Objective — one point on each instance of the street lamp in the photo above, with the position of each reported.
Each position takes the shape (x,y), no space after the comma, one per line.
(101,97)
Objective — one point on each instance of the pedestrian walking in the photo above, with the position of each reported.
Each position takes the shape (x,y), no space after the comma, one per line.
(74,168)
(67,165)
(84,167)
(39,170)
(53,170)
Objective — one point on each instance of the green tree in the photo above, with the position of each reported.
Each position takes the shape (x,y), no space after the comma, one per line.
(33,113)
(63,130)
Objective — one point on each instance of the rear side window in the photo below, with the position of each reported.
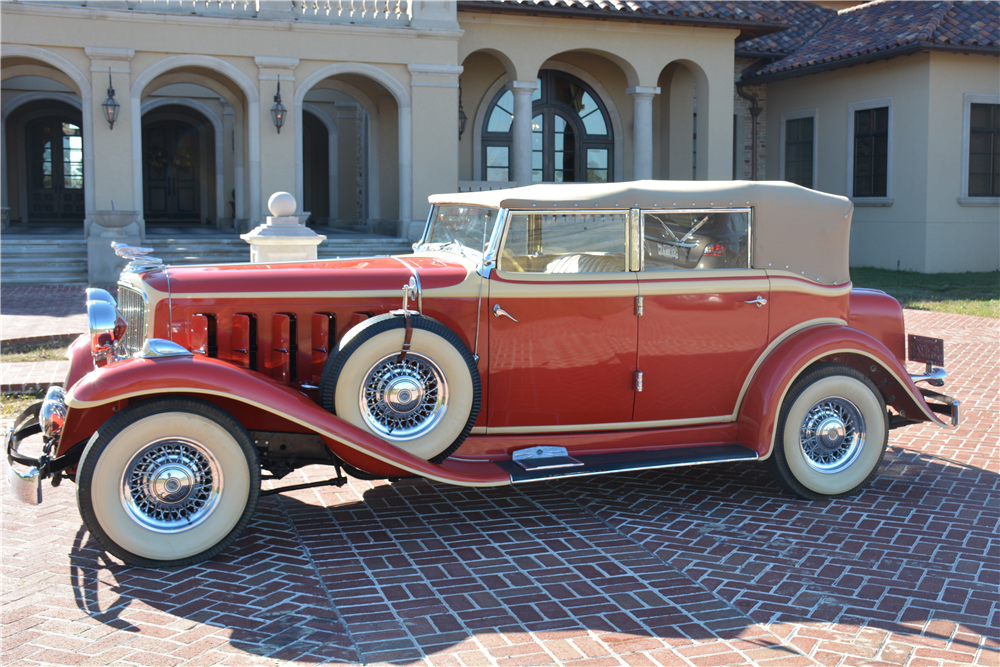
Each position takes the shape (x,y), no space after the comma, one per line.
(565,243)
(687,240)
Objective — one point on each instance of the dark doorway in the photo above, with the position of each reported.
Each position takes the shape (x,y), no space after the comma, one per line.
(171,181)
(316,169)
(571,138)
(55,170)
---*---
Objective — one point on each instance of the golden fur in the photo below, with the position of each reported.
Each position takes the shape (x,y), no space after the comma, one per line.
---*---
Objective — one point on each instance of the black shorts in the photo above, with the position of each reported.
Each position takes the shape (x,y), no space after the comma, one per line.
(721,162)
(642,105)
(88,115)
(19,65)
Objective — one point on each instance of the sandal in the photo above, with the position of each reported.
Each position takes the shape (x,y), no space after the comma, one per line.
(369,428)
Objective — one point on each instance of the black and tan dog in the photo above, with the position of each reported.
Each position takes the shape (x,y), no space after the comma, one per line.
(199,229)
---*---
| Your assignment |
Please copy each line of the entries in which the word "black" shows up.

| Answer section |
Objective — one point on each instance of the black shorts in the photo above, with the position of each reported.
Objective — one point on each instance of the black and tan dog in the photo above, with the position of each reported.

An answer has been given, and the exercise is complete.